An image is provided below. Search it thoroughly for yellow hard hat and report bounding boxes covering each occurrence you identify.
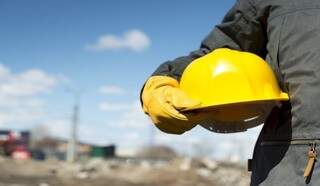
[180,48,289,130]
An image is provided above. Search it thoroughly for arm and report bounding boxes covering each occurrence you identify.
[152,0,267,81]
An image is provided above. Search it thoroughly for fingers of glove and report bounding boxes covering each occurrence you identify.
[141,76,179,113]
[151,116,186,134]
[148,94,196,133]
[165,87,201,110]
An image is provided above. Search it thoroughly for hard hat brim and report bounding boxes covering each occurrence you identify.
[181,92,289,112]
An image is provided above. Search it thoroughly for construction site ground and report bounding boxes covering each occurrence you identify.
[0,158,249,186]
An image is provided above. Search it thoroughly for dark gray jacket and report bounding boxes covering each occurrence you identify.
[148,0,320,185]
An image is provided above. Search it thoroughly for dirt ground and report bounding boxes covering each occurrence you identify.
[0,158,249,186]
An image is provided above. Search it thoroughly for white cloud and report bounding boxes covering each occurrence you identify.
[99,102,131,111]
[86,29,151,52]
[99,85,126,95]
[0,64,59,128]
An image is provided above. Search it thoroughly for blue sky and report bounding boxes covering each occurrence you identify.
[0,0,257,160]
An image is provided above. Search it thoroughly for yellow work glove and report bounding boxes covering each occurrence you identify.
[142,76,200,134]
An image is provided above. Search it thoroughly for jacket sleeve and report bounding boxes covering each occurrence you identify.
[152,0,267,81]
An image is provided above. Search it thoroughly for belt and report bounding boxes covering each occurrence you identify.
[256,139,320,183]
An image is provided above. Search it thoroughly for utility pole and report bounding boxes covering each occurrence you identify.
[67,89,80,163]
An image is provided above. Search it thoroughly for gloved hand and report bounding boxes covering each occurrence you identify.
[142,76,201,134]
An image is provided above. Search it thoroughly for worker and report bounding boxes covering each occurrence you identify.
[141,0,320,186]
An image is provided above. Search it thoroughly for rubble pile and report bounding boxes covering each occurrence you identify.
[0,157,249,186]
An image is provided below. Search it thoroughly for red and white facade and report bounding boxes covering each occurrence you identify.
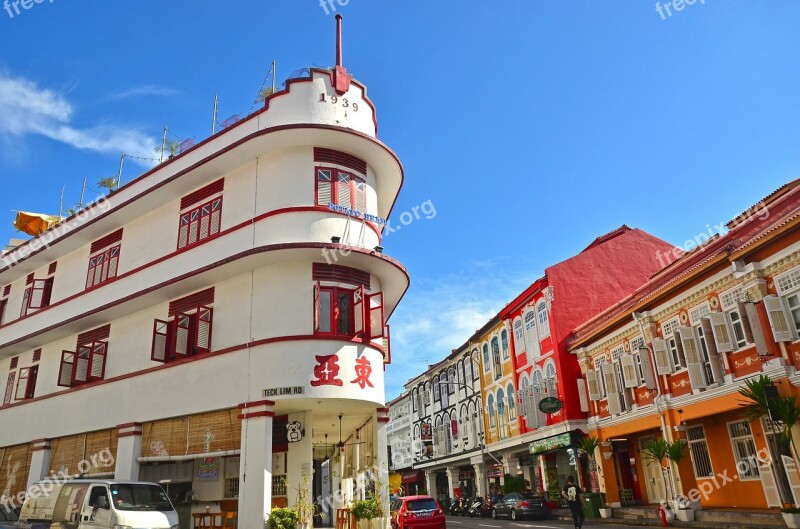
[0,46,408,527]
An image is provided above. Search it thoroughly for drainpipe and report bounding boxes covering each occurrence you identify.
[631,312,678,506]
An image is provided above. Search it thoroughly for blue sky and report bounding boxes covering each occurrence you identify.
[0,0,800,398]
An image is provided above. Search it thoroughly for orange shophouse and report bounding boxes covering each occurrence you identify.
[490,226,670,502]
[570,181,800,508]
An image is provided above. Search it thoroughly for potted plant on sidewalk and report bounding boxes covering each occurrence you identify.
[578,436,613,518]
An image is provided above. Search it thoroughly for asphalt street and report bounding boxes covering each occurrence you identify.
[447,516,642,529]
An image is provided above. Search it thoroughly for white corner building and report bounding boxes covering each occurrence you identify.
[0,21,409,527]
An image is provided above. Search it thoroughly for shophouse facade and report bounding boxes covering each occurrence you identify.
[0,31,408,527]
[570,181,800,508]
[482,226,670,504]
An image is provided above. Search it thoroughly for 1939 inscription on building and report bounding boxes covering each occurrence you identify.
[262,386,306,398]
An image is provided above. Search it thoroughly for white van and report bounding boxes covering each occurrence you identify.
[17,479,179,529]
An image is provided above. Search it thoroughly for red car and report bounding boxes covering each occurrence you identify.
[391,496,447,529]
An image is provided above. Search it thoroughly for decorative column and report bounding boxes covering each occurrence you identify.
[239,400,275,528]
[25,439,50,490]
[445,467,458,498]
[372,408,391,529]
[114,422,142,481]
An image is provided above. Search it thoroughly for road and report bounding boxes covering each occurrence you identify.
[447,516,642,529]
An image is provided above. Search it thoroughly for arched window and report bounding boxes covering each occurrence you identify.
[536,301,550,339]
[506,384,517,421]
[514,318,525,355]
[492,336,503,380]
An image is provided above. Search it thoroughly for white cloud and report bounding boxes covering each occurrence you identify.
[0,72,158,163]
[107,85,181,101]
[386,262,541,399]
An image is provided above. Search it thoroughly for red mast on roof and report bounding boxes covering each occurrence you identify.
[333,14,350,95]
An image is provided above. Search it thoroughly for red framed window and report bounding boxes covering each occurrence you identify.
[3,371,17,404]
[314,281,385,340]
[14,366,39,400]
[86,244,121,288]
[150,305,214,362]
[58,340,108,388]
[20,277,54,316]
[178,196,222,249]
[316,167,367,211]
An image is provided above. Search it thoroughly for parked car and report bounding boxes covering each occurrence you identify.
[0,505,19,529]
[492,492,550,520]
[391,496,447,529]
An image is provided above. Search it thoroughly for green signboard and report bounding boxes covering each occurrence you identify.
[528,432,572,454]
[539,397,562,414]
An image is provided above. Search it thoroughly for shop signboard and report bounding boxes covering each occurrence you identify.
[528,432,572,454]
[539,397,563,415]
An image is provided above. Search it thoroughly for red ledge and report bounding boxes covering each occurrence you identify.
[0,242,411,350]
[0,334,382,412]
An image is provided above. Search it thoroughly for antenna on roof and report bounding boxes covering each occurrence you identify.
[333,15,350,96]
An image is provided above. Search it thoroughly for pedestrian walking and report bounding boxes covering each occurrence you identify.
[561,476,585,529]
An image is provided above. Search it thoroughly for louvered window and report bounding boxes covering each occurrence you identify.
[316,167,367,213]
[178,196,222,249]
[686,425,714,479]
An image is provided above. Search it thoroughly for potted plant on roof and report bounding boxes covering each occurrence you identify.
[578,435,613,518]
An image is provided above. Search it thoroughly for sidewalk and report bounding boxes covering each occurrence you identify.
[552,505,786,529]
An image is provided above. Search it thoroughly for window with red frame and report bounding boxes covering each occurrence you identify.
[20,277,54,316]
[14,366,39,400]
[178,196,222,248]
[314,281,386,340]
[317,167,367,211]
[58,340,108,388]
[150,305,214,362]
[86,244,120,288]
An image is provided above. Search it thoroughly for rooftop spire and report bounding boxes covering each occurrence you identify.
[333,14,350,95]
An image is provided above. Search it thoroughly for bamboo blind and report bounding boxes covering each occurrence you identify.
[142,409,242,457]
[0,444,31,497]
[49,429,117,475]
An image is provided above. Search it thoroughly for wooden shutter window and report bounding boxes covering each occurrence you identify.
[653,338,675,375]
[586,369,603,401]
[77,325,111,345]
[168,287,214,317]
[89,228,122,254]
[703,312,736,353]
[314,147,367,175]
[181,178,225,210]
[764,296,794,342]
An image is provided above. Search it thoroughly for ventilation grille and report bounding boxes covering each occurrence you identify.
[312,263,370,290]
[181,178,225,210]
[89,228,122,253]
[169,287,214,316]
[314,147,367,176]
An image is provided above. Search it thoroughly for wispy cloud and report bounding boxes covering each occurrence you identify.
[386,261,541,399]
[0,72,158,164]
[106,84,181,101]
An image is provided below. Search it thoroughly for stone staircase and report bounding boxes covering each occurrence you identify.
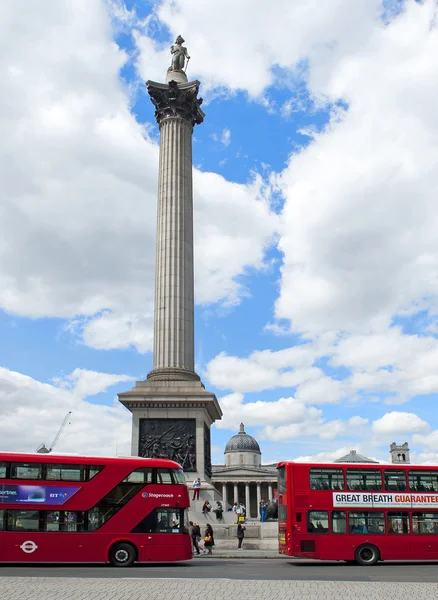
[189,501,278,550]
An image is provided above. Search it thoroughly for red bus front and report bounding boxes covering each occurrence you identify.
[277,462,438,565]
[0,453,192,566]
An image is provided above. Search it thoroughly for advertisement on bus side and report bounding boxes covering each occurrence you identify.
[0,485,80,504]
[333,492,438,509]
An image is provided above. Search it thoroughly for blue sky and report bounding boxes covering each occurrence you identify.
[0,0,438,462]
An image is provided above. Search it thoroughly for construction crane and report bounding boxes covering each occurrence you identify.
[36,410,72,454]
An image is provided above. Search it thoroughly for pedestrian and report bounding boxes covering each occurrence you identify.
[213,500,224,520]
[237,523,246,549]
[236,502,245,523]
[260,500,266,523]
[192,477,201,500]
[204,523,214,554]
[191,521,201,554]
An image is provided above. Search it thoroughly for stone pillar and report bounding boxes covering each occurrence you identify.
[118,71,222,486]
[257,481,262,519]
[222,482,227,510]
[147,81,204,380]
[245,483,251,517]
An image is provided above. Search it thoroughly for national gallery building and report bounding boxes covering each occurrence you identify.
[211,423,277,518]
[211,423,410,518]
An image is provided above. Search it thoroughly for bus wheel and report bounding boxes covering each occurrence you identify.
[109,542,137,567]
[354,544,380,567]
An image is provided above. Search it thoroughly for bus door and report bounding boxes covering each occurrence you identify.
[410,512,438,560]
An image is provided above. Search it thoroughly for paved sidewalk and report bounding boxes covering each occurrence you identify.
[193,548,290,560]
[1,577,438,600]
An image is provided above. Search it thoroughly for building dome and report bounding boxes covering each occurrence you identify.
[333,450,378,464]
[224,423,261,454]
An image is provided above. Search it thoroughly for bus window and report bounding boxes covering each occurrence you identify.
[157,469,173,484]
[61,510,85,531]
[132,508,185,533]
[309,469,344,490]
[99,481,143,506]
[347,469,382,490]
[408,471,438,492]
[172,469,186,485]
[87,506,119,531]
[307,510,328,533]
[11,463,43,479]
[383,470,406,492]
[332,510,347,533]
[277,467,286,494]
[412,512,438,535]
[8,510,40,531]
[123,467,153,485]
[388,512,409,534]
[88,465,105,479]
[278,504,287,521]
[348,512,385,533]
[46,465,85,481]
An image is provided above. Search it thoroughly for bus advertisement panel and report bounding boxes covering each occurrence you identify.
[277,462,438,565]
[0,453,192,566]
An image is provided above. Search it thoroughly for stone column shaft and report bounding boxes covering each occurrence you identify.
[245,483,251,517]
[222,483,227,510]
[154,117,194,371]
[257,482,262,519]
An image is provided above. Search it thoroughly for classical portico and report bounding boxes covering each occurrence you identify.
[211,423,277,518]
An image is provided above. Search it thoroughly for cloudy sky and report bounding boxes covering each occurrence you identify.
[0,0,438,462]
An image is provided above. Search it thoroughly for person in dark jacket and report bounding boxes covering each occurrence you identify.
[204,523,214,554]
[237,523,246,548]
[191,521,201,554]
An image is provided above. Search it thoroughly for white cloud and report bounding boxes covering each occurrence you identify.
[137,0,380,97]
[372,411,430,436]
[216,393,322,430]
[0,0,278,352]
[221,127,231,148]
[0,368,132,455]
[215,393,368,442]
[275,0,438,335]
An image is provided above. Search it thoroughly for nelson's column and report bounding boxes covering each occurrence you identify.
[119,36,222,488]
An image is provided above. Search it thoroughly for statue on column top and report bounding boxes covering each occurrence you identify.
[167,35,190,71]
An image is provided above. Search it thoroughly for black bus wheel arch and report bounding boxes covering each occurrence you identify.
[354,544,380,567]
[109,542,138,567]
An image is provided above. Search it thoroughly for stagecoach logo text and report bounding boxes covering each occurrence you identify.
[333,492,438,508]
[142,492,173,498]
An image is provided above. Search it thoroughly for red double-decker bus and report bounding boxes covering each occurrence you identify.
[277,462,438,565]
[0,452,192,567]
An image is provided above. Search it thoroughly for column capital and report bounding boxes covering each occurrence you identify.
[146,80,205,126]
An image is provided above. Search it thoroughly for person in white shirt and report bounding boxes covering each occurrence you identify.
[192,477,201,500]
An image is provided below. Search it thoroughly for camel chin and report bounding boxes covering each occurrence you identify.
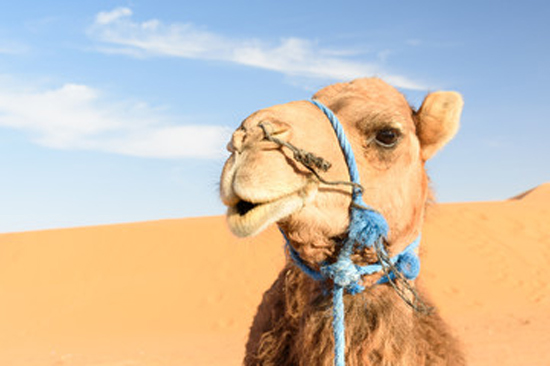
[227,184,317,237]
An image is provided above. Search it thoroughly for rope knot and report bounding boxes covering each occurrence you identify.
[321,257,365,295]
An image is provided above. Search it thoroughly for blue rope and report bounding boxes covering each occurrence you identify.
[283,100,420,366]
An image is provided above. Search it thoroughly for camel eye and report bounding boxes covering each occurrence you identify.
[375,128,401,148]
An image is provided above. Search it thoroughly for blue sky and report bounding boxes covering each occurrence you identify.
[0,0,550,232]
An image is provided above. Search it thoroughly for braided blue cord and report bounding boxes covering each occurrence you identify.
[283,100,420,366]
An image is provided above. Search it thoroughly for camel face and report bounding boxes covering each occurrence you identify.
[220,79,462,263]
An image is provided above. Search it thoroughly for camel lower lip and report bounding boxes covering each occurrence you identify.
[227,193,304,237]
[227,181,318,237]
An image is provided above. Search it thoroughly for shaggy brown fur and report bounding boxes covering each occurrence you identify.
[244,264,465,366]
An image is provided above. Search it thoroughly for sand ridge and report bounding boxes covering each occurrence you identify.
[0,184,550,366]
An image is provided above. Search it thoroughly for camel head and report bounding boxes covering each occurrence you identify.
[220,79,463,264]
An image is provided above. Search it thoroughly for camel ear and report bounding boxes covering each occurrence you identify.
[416,92,464,160]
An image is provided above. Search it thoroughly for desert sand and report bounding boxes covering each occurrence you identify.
[0,184,550,366]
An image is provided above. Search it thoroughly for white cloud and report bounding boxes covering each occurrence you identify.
[89,8,427,90]
[95,7,132,24]
[0,79,229,158]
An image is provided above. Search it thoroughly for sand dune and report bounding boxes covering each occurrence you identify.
[0,184,550,366]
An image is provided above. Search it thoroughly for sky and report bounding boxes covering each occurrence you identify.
[0,0,550,232]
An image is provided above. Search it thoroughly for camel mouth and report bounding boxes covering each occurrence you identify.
[227,185,317,237]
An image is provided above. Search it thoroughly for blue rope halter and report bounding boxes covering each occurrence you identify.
[283,100,420,366]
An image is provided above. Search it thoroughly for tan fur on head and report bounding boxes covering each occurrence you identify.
[416,91,464,160]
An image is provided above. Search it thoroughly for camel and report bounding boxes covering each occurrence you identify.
[220,78,465,366]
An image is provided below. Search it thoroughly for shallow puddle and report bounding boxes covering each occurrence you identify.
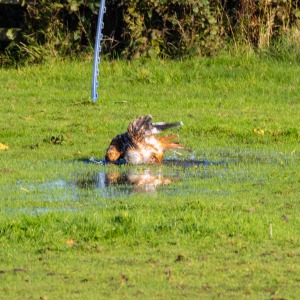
[74,158,227,197]
[0,151,294,214]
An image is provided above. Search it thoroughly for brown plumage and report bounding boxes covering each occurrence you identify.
[105,115,185,164]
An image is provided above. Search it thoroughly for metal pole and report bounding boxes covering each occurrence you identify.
[92,0,106,102]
☆ ☆ ☆ ☆ ☆
Written exercise
Reproduce the part of the records that opens with the first line and closes with the line containing "[142,76,200,134]", substituting "terrain" for every "ground" and changing nothing else. Omit the pictures from your answer.

Response for this exercise
An image is provided below. Search it thoroughly for yellow hard hat and report bounding boxes covering each occurrence you identify.
[180,48,289,130]
An image is provided above. Search it thoroughly for arm and report bounding boxes covering each occurrence you identify.
[152,0,267,81]
An image is provided above. Search it thoroughly for fingers of glove and report bounding boxes covering each occurrence you identify.
[141,76,179,113]
[151,116,186,134]
[148,94,196,133]
[165,87,201,110]
An image is provided above. Search it thoroughly for hard hat brim and report bounding boxes covering each occurrence you identify.
[181,92,289,112]
An image is provided above. Search it thoroughly for construction site terrain and report bounding boxes covering each occurrence you identify.
[0,158,249,186]
An image is provided above. Search it thoroughly for dark gray jacket and report bounding boxes covering each occurrence you identify.
[148,0,320,185]
An image is provided above. Search it thoroughly for dirt terrain and report bounding boxes covering each occurrence you identify.
[0,158,249,186]
An image is provided above. Search it thoroughly for white cloud and report bounding boxes covering each occurrence you identify.
[99,102,131,111]
[86,29,151,52]
[99,85,126,95]
[0,64,59,128]
An image is provided above. Search it thoroughly for blue sky and report bounding boxes covering each occurrence you identify.
[0,0,257,160]
An image is provided above. Search it thoroughly for yellow work glove and report bounding boxes covering each occurrence you identify.
[142,76,200,134]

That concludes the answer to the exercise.